Your task:
Somewhere below is a line with "box: [110, 203, 144, 220]" and, later, a line with "5L535 1L503 21L496"; repeat those two lines and all the lines between them, exactly as they are.

Segmentation mask data:

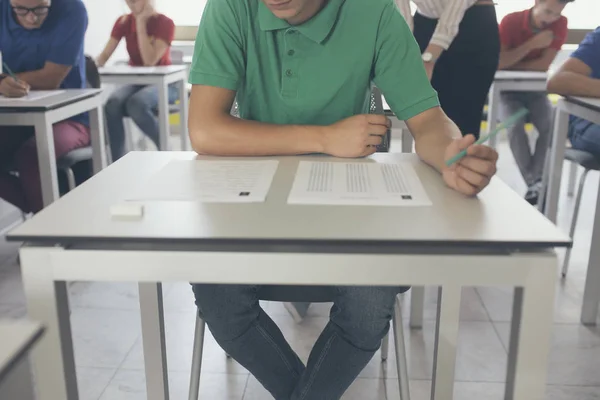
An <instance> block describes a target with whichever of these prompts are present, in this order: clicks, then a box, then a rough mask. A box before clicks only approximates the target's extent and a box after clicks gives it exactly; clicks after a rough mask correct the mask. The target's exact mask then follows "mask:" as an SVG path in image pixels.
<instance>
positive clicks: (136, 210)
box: [110, 203, 144, 220]
mask: <svg viewBox="0 0 600 400" xmlns="http://www.w3.org/2000/svg"><path fill="white" fill-rule="evenodd" d="M110 215H111V216H112V217H113V218H115V219H130V220H138V219H142V217H143V216H144V205H143V204H136V203H121V204H116V205H114V206H111V207H110Z"/></svg>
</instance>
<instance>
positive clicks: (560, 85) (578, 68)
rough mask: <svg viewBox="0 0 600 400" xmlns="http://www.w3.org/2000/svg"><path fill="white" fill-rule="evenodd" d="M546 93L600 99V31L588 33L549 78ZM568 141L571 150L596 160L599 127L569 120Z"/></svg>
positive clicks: (589, 124)
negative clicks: (576, 150) (557, 70)
mask: <svg viewBox="0 0 600 400" xmlns="http://www.w3.org/2000/svg"><path fill="white" fill-rule="evenodd" d="M548 91H549V92H551V93H557V94H561V95H564V96H583V97H597V98H600V28H596V30H595V31H594V32H592V33H589V34H588V35H587V36H586V38H585V39H584V40H583V42H581V44H580V45H579V48H578V49H577V50H576V51H575V52H574V53H573V54H572V55H571V57H570V58H569V59H568V60H567V61H566V62H565V63H564V64H563V65H562V66H561V67H560V69H559V70H558V71H557V72H556V73H555V74H554V75H553V76H552V77H551V78H550V80H549V81H548ZM569 139H570V140H571V145H572V146H573V148H575V149H578V150H584V151H587V152H590V153H592V154H594V155H595V156H596V157H598V158H600V125H596V124H593V123H591V122H589V121H587V120H585V119H582V118H576V117H571V121H570V124H569Z"/></svg>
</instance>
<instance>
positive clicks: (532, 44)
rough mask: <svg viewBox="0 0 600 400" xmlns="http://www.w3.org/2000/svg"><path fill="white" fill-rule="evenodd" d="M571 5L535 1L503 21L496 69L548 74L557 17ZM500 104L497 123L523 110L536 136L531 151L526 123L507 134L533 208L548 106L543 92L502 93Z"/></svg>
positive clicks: (547, 100) (566, 2)
mask: <svg viewBox="0 0 600 400" xmlns="http://www.w3.org/2000/svg"><path fill="white" fill-rule="evenodd" d="M572 1H573V0H536V2H535V5H534V6H533V8H531V9H529V10H525V11H521V12H516V13H512V14H509V15H507V16H506V17H504V19H503V20H502V22H501V23H500V42H501V51H500V64H499V69H510V70H522V71H543V72H546V71H548V68H549V67H550V64H552V62H553V61H554V58H555V57H556V54H557V53H558V52H559V50H560V49H561V47H562V45H563V44H564V43H565V40H566V38H567V31H568V29H567V18H565V17H564V16H562V15H561V14H562V12H563V10H564V8H565V6H566V5H567V3H570V2H572ZM500 103H501V117H502V119H506V118H508V117H509V116H510V115H512V114H514V113H515V112H517V111H518V110H519V109H521V108H523V107H525V108H527V109H528V110H529V119H530V121H531V122H532V123H533V125H534V126H535V128H536V129H537V131H538V139H537V141H536V144H535V149H534V150H533V152H532V151H531V149H530V146H529V138H528V136H527V133H526V132H525V118H523V120H522V121H521V122H520V123H517V124H515V125H514V127H513V128H511V129H509V131H508V136H509V141H510V148H511V150H512V152H513V155H514V157H515V161H516V162H517V165H518V167H519V170H520V171H521V175H523V179H524V180H525V183H526V184H527V186H528V190H527V194H526V195H525V199H526V200H527V201H529V202H530V203H531V204H537V202H538V198H539V193H540V189H541V186H542V184H541V182H542V174H543V170H544V163H545V160H546V153H547V151H548V147H549V145H550V139H551V133H552V132H551V129H552V117H553V111H552V105H551V104H550V102H549V101H548V96H547V94H546V92H503V93H502V94H501V98H500Z"/></svg>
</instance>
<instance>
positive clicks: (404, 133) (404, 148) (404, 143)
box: [402, 128, 413, 153]
mask: <svg viewBox="0 0 600 400" xmlns="http://www.w3.org/2000/svg"><path fill="white" fill-rule="evenodd" d="M412 146H413V137H412V134H411V133H410V131H409V130H408V128H404V129H402V152H403V153H412Z"/></svg>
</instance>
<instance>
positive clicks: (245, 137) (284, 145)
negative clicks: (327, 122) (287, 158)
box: [189, 115, 326, 156]
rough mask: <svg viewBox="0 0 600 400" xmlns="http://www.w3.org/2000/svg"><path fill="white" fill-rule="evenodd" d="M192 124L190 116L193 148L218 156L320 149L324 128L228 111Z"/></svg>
mask: <svg viewBox="0 0 600 400" xmlns="http://www.w3.org/2000/svg"><path fill="white" fill-rule="evenodd" d="M199 120H200V119H199ZM194 125H195V124H194V122H193V121H191V120H190V127H189V128H190V129H189V130H190V139H191V142H192V146H193V148H194V150H195V151H196V152H197V153H199V154H210V155H218V156H268V155H274V154H277V155H296V154H307V153H322V152H323V148H324V146H323V143H322V142H323V136H324V130H325V129H326V128H325V127H322V126H308V125H274V124H266V123H261V122H256V121H248V120H242V119H239V118H235V117H232V116H229V115H223V116H222V117H219V118H218V119H217V120H215V121H213V122H208V123H207V122H203V123H202V124H200V125H198V126H194Z"/></svg>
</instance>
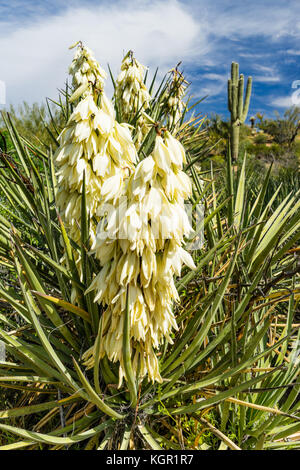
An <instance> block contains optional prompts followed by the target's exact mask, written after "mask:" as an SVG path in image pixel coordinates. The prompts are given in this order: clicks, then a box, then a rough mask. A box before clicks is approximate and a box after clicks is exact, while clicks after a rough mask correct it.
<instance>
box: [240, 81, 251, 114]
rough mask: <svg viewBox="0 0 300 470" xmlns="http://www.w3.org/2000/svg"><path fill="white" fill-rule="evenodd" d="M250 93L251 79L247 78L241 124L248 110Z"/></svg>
mask: <svg viewBox="0 0 300 470" xmlns="http://www.w3.org/2000/svg"><path fill="white" fill-rule="evenodd" d="M251 91H252V77H249V78H248V80H247V88H246V98H245V104H244V109H243V116H242V117H243V122H245V120H246V118H247V114H248V110H249V104H250V97H251Z"/></svg>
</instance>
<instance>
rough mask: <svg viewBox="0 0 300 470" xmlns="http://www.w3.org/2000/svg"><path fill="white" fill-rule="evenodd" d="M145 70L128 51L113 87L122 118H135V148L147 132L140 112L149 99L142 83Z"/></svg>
mask: <svg viewBox="0 0 300 470" xmlns="http://www.w3.org/2000/svg"><path fill="white" fill-rule="evenodd" d="M145 70H146V67H145V66H144V65H142V64H140V63H139V62H138V61H137V60H136V59H135V58H134V57H133V53H132V51H129V52H128V53H127V54H126V56H125V57H124V59H123V61H122V65H121V72H120V74H119V76H118V78H117V80H116V89H115V100H116V102H117V103H118V106H119V107H120V108H121V113H122V119H123V120H124V121H126V122H131V121H132V120H134V119H135V118H136V121H135V128H136V138H135V145H136V147H137V148H139V147H140V144H141V143H142V141H143V140H144V138H145V136H146V135H147V133H148V132H149V125H148V123H147V121H146V120H145V118H144V116H143V114H142V111H146V110H147V108H149V105H150V100H151V96H150V94H149V92H148V90H147V87H146V86H145V84H144V74H145Z"/></svg>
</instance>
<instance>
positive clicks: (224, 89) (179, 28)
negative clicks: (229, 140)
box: [0, 0, 300, 117]
mask: <svg viewBox="0 0 300 470" xmlns="http://www.w3.org/2000/svg"><path fill="white" fill-rule="evenodd" d="M78 40H81V41H82V42H83V43H84V44H85V45H87V46H88V47H89V48H91V49H92V50H93V51H94V53H95V56H96V58H97V60H98V61H99V63H100V64H101V65H102V66H103V67H104V68H106V67H107V63H109V64H110V66H111V69H112V71H113V74H114V75H117V73H118V71H119V67H120V63H121V60H122V57H123V55H124V54H125V53H126V52H127V51H128V50H129V49H131V50H133V51H134V54H135V56H136V58H137V59H138V60H139V61H140V62H142V63H143V64H144V65H146V66H148V67H149V75H150V76H151V75H153V73H154V71H155V69H156V67H157V66H158V67H159V74H160V77H162V76H163V75H164V74H165V73H166V72H168V70H170V68H172V67H174V66H175V65H176V64H177V63H178V62H180V61H182V64H181V68H182V70H183V72H184V74H185V76H186V78H187V80H188V81H189V82H190V87H189V92H190V93H191V95H192V96H193V99H194V100H197V99H200V98H202V97H204V96H207V97H206V98H205V100H204V101H202V102H201V104H200V105H199V111H200V112H201V113H202V114H203V115H210V114H212V113H219V114H221V115H222V116H223V117H227V116H228V111H227V98H226V92H227V91H226V90H227V79H228V77H229V73H230V64H231V62H232V61H237V62H239V64H240V71H241V73H243V74H244V75H245V77H247V76H249V75H251V76H252V77H253V93H252V99H251V105H250V110H249V114H248V117H250V116H252V115H254V114H256V113H257V112H261V113H264V114H265V116H266V117H272V116H274V112H275V111H278V112H279V113H283V112H284V110H285V109H286V108H287V107H289V106H291V105H292V104H296V105H297V104H299V105H300V48H299V44H300V1H299V0H285V1H284V2H283V1H282V0H264V1H262V0H251V1H249V0H239V1H236V0H210V1H207V0H152V1H150V0H86V1H85V0H70V1H68V0H51V1H45V0H43V1H41V0H37V1H33V0H26V1H24V0H8V1H6V0H0V108H3V107H4V106H5V105H4V104H3V103H4V101H5V102H6V105H9V104H14V105H18V104H19V103H21V102H22V101H23V100H26V101H28V102H30V103H33V102H42V101H43V100H44V99H45V98H46V97H50V98H53V99H56V97H57V89H58V88H61V87H63V86H64V83H65V81H66V79H67V78H68V67H69V64H70V63H71V61H72V57H73V53H74V51H72V50H69V49H68V48H69V46H70V45H71V44H73V43H74V42H76V41H78ZM106 91H107V94H108V95H111V93H112V86H111V84H110V83H109V80H108V82H107V87H106ZM298 92H299V93H298ZM298 95H299V96H298Z"/></svg>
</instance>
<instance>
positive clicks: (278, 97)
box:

Solution to this problem:
box: [110, 203, 144, 220]
mask: <svg viewBox="0 0 600 400" xmlns="http://www.w3.org/2000/svg"><path fill="white" fill-rule="evenodd" d="M110 215H111V216H112V217H113V218H115V219H130V220H138V219H142V217H143V216H144V205H143V204H136V203H121V204H116V205H114V206H111V207H110Z"/></svg>
</instance>
<instance>
positive clicks: (560, 85) (578, 68)
rough mask: <svg viewBox="0 0 600 400" xmlns="http://www.w3.org/2000/svg"><path fill="white" fill-rule="evenodd" d="M546 93L600 99V31L588 33L549 78ZM568 141L571 150L596 160L599 127L569 120Z"/></svg>
positive clicks: (589, 124)
negative clicks: (576, 150) (557, 70)
mask: <svg viewBox="0 0 600 400" xmlns="http://www.w3.org/2000/svg"><path fill="white" fill-rule="evenodd" d="M548 91H549V92H551V93H557V94H561V95H564V96H583V97H597V98H600V28H596V30H595V31H594V32H592V33H589V34H588V35H587V36H586V38H585V39H584V40H583V42H581V44H580V45H579V48H578V49H577V50H576V51H575V52H574V53H573V54H572V55H571V57H570V58H569V59H568V60H567V61H566V62H565V63H564V64H563V65H562V66H561V67H560V69H559V70H558V71H557V72H556V73H555V74H554V75H553V76H552V77H551V78H550V80H549V81H548ZM569 139H570V140H571V145H572V146H573V148H575V149H578V150H584V151H587V152H590V153H592V154H594V155H595V156H596V157H598V158H600V125H596V124H593V123H591V122H589V121H587V120H585V119H582V118H576V117H571V121H570V124H569Z"/></svg>
</instance>
<instance>
positive clicks: (532, 44)
rough mask: <svg viewBox="0 0 600 400" xmlns="http://www.w3.org/2000/svg"><path fill="white" fill-rule="evenodd" d="M571 5L535 1L503 21L496 69L548 74L557 17ZM500 104L497 123L523 110L536 136L531 151L526 123L507 134L533 208L548 106L543 92L502 93Z"/></svg>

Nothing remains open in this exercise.